*** Data records

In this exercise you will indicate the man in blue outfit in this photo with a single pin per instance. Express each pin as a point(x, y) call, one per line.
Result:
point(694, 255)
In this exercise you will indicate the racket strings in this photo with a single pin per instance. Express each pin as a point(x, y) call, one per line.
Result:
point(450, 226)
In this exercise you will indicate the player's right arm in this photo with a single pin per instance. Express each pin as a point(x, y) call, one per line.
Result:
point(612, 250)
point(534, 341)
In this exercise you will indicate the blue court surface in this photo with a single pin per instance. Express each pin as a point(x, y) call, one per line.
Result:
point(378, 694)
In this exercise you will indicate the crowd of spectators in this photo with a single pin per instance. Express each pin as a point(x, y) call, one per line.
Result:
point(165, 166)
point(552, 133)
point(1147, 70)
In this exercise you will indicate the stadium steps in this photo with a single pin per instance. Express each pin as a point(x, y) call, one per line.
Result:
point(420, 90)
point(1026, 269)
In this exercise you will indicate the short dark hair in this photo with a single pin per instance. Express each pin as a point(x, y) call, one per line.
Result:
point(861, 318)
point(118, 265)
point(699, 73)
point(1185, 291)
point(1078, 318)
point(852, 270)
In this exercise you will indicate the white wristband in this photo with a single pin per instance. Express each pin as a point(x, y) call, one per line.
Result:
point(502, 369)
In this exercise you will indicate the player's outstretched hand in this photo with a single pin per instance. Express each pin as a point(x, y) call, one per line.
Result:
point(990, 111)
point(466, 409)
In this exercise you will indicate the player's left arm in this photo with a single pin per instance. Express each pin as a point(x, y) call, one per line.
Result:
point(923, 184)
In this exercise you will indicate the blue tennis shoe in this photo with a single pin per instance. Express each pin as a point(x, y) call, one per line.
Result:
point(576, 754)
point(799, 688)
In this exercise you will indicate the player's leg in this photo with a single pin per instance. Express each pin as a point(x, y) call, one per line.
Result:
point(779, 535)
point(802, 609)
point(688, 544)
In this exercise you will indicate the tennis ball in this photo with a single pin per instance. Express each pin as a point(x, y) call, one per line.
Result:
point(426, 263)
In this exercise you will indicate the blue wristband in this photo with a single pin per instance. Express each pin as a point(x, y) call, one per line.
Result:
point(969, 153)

******

** Your objective **
Go through the records above and, whenever a line includes the word "tennis", copy it.

** The answer **
In this exercise you will indicate the blue tennis shoe in this photo with a single pin per instance. Express each pin as a point(x, y) call, one per line.
In this exercise you will indicate the tennis ball in this photo with a single pin per instance. Express each pin as a point(x, y) call, one per line.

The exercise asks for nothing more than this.